Wednesday, August 5, 2020

There's Always Enough: A Sermon for Wednesday, 5 August

Preached (via YouTube) on Wednesday, 5 August, 2020, at St. Margaret of Scotland Anglican Church, Barrie, ON, Diocese of Toronto

 

Readings for today:   Psalm 17, Isaiah 43.1-7, Mt 15.32-39

 

If you were listening to me read today’s gospel, about Jesus miraculously feeding a crowd, and thinking, “Hey, didn’t he jus tread that gospel on Sunday?”, don’t worry, you’re not experiencing deja vu.   There are two feeding miracles in Matthew, the one we’ve just heard today, from Matthew 15, and the one appointed for Sunday’s gospel (Mt 14.13-21).  The first, from Mt 14, in which Jesus feeds a crowd of five thousand (men - women and children are mentioned but their number is not recorded), is the only miracle repeated in all four gospels (Mk 6.31-44, Lk 9.12-17, Jn 6.1-14).  The second, from Mt 15, in which Jesus feeds four thousand (again, only men are counted), is also told by Mark (Mk 8.1-9).  There are a total of six feeding miracles in the four gospels, which leads us to wonder, why so many?   Why was this story, in its various versions, so important to the early Jesus movement that it made it into all four gospels?

Dataset items
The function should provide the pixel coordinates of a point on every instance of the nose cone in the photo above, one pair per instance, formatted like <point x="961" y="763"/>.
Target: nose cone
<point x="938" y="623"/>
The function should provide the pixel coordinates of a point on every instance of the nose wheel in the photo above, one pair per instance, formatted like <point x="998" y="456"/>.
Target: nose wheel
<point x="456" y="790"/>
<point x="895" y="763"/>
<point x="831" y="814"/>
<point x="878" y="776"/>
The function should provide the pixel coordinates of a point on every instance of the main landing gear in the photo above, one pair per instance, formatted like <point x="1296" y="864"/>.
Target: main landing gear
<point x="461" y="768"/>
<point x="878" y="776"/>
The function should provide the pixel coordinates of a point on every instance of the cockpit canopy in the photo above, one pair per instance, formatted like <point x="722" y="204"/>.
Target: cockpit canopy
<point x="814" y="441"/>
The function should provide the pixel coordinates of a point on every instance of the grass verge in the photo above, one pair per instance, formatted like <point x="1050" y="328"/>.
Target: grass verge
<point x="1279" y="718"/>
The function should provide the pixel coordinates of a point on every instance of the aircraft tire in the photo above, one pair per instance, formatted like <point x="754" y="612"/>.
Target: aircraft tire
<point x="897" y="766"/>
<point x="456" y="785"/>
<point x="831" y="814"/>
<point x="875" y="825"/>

Work required: Condense the sermon's paragraph beginning "If you were listening to me read today's gospel" into a shorter version that keeps its main facts.

Response to this task: Listeners who think they heard this gospel on Sunday are not imagining it: Matthew contains two feeding miracles. Sunday's reading (Mt 14.13-21) tells of Jesus feeding five thousand men, with women and children mentioned but not counted. It is the only miracle found in all four gospels (Mk 6.31-44, Lk 9.12-17, Jn 6.1-14). Today's reading (Mt 15) tells of Jesus feeding four thousand men, a story Mark also tells (Mk 8.1-9). The four gospels hold six feeding miracles in all, which raises the question of why there are so many, and why this story mattered enough to the early Jesus movement to appear in all four gospels.